START Excerpted records

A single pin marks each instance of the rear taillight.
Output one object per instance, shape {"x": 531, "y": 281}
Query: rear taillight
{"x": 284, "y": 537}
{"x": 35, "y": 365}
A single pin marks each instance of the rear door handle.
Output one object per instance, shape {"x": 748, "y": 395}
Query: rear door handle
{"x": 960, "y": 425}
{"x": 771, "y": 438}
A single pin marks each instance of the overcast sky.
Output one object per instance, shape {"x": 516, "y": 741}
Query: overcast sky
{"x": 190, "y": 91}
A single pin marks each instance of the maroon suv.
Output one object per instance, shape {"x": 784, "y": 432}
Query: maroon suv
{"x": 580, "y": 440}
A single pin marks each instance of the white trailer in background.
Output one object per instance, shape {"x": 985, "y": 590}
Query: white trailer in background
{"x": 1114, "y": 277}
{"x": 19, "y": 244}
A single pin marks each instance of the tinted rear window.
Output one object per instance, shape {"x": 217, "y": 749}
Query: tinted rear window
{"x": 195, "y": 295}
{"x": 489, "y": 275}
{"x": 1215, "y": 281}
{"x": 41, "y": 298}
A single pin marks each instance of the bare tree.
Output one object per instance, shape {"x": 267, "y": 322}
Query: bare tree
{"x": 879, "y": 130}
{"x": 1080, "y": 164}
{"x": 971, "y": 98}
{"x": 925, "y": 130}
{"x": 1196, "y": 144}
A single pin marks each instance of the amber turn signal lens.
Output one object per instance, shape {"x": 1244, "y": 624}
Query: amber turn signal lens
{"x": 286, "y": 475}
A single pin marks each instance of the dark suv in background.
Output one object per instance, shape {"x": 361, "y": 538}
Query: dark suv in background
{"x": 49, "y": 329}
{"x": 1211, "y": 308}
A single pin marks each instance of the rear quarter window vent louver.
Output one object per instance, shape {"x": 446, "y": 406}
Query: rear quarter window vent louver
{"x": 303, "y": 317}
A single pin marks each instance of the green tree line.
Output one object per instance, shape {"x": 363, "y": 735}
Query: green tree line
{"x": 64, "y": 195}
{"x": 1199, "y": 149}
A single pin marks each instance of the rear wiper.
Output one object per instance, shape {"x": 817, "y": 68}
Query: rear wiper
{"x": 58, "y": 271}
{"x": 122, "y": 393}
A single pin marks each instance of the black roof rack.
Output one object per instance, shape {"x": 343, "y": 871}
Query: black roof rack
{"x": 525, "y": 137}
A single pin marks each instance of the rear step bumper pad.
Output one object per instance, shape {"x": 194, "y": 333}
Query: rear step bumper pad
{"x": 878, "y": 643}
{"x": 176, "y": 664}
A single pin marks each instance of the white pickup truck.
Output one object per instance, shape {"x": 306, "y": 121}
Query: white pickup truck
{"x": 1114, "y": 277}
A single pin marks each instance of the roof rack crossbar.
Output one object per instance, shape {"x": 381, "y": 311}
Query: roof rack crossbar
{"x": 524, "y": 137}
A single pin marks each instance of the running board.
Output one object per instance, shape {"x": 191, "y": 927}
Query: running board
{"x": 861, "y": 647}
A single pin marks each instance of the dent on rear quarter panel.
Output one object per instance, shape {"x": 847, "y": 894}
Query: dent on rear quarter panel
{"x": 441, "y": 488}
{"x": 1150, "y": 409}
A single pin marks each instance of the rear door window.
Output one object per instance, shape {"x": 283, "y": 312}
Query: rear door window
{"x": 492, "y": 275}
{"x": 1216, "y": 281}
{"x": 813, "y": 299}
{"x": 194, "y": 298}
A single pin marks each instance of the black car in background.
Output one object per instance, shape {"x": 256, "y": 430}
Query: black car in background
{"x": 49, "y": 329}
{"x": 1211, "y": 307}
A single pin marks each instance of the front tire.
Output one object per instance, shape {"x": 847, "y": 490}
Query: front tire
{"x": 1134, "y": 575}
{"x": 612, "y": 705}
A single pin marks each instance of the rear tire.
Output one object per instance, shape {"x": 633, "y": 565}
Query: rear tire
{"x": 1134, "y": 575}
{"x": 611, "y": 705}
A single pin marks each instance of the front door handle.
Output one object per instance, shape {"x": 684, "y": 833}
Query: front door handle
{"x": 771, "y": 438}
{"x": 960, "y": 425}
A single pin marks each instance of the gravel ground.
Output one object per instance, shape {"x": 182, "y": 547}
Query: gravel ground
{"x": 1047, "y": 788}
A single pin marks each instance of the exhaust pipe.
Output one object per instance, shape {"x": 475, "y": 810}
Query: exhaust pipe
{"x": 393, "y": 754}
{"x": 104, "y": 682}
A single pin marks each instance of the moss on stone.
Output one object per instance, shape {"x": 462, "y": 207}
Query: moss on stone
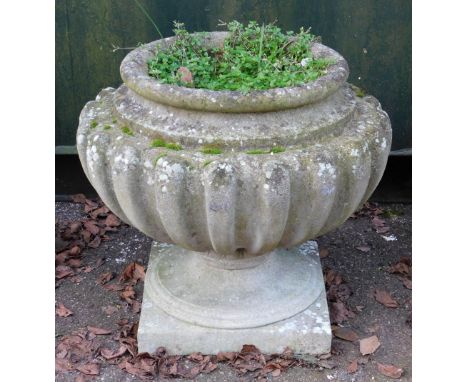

END Excerpted records

Task details:
Reproduce the data above exactly, leaving out any picture in it.

Task result:
A single pin marks each instance of the rear taillight.
Output one object per instance, shape {"x": 531, "y": 281}
Query: rear taillight
{"x": 284, "y": 537}
{"x": 35, "y": 365}
A single pin marks each instance of the rear door handle.
Output one object per instance, shape {"x": 748, "y": 395}
Query: rear door handle
{"x": 960, "y": 425}
{"x": 771, "y": 438}
A single pin marks each instance of the overcast sky.
Output one object per instance, shape {"x": 516, "y": 741}
Query: overcast sky
{"x": 190, "y": 91}
A single pin marks each instance of the maroon suv.
Output one object per instance, shape {"x": 784, "y": 432}
Query: maroon suv
{"x": 580, "y": 440}
A single pin marks each instance of the white trailer in background.
Output one object per instance, shape {"x": 985, "y": 590}
Query: white trailer in background
{"x": 1114, "y": 277}
{"x": 19, "y": 244}
A single pin marks each instance of the tinted rear window.
Output one object per instance, shape {"x": 217, "y": 749}
Query: tinted rear window
{"x": 195, "y": 295}
{"x": 489, "y": 275}
{"x": 1215, "y": 281}
{"x": 41, "y": 298}
A single pin marks each instance of the bare tree.
Output one object per instance, shape {"x": 267, "y": 322}
Query: bare tree
{"x": 879, "y": 130}
{"x": 1080, "y": 164}
{"x": 971, "y": 98}
{"x": 925, "y": 130}
{"x": 1196, "y": 144}
A single pin marks each instance of the amber turn signal lens.
Output one object per instance, shape {"x": 1244, "y": 624}
Query: amber turn signal lens
{"x": 286, "y": 475}
A single pin marks each instance of the dark suv in background.
Output one object per instance, shape {"x": 361, "y": 538}
Query: dark suv in background
{"x": 49, "y": 329}
{"x": 1211, "y": 308}
A single pin marks each instance of the rear quarter window vent louver.
Output one object per instance, shape {"x": 446, "y": 406}
Query: rear quarter window vent louver
{"x": 303, "y": 317}
A single pin marks each instance of the green tree line.
Output one object per instance, shape {"x": 363, "y": 735}
Query: green tree line
{"x": 64, "y": 195}
{"x": 1199, "y": 149}
A single pin marks each instance of the rear wiper.
Output one object per instance, shape {"x": 817, "y": 68}
Query: rear wiper
{"x": 58, "y": 271}
{"x": 122, "y": 393}
A single pin marks each instance of the black roof rack.
Output one object per instance, shape {"x": 343, "y": 871}
Query: black roof rack
{"x": 525, "y": 137}
A single pin marks each instance of the rear step bumper pad.
Output one object per instance, shape {"x": 194, "y": 333}
Query: rear step bumper pad
{"x": 878, "y": 643}
{"x": 176, "y": 664}
A single pin marks each instance of the white pickup truck.
Output one object per instance, shape {"x": 306, "y": 121}
Query: white pickup truck
{"x": 1114, "y": 277}
A single pin marks each instance of the roof rack crossbar.
Output one object per instance, shape {"x": 381, "y": 311}
Query: roof rack crossbar
{"x": 524, "y": 137}
A single pin marks each instance of the running board.
Output one object per instance, shape {"x": 191, "y": 927}
Query: running board
{"x": 861, "y": 647}
A single pin marks each instance of the dent on rear quarter panel.
Output one object per instance, shape {"x": 847, "y": 894}
Query: dent on rear quarter panel
{"x": 441, "y": 488}
{"x": 1150, "y": 409}
A single pin marks each instance of the rear door window.
Output one object per instance, shape {"x": 283, "y": 312}
Query: rear door window
{"x": 492, "y": 275}
{"x": 1216, "y": 281}
{"x": 813, "y": 299}
{"x": 194, "y": 298}
A single pin marks each instance of the black car in background.
Output one object per instance, shape {"x": 256, "y": 430}
Query: black car in background
{"x": 49, "y": 329}
{"x": 1211, "y": 307}
A single pin marks each instance of the front tire.
Output one object per instance, shape {"x": 847, "y": 490}
Query: front tire
{"x": 1134, "y": 575}
{"x": 612, "y": 705}
A single pin marks each instance of the rear tire.
Output one object per instance, shape {"x": 633, "y": 565}
Query: rear tire
{"x": 1134, "y": 575}
{"x": 611, "y": 705}
A single pin marks each instance of the front door handle.
Output one object per instance, shape {"x": 684, "y": 833}
Query: front door handle
{"x": 771, "y": 438}
{"x": 960, "y": 425}
A single pin marks each instance of the gravel ground.
Output one object per instance, shape {"x": 182, "y": 547}
Query: gravel ground
{"x": 1047, "y": 788}
A single pin marks each instance of the exhaust pipe.
Output one object per instance, shape {"x": 475, "y": 810}
Query: exhaust pipe
{"x": 393, "y": 754}
{"x": 104, "y": 682}
A single pin marks each instance of the moss on stone.
Output one object per instance, shape {"x": 462, "y": 207}
Query: moss on stone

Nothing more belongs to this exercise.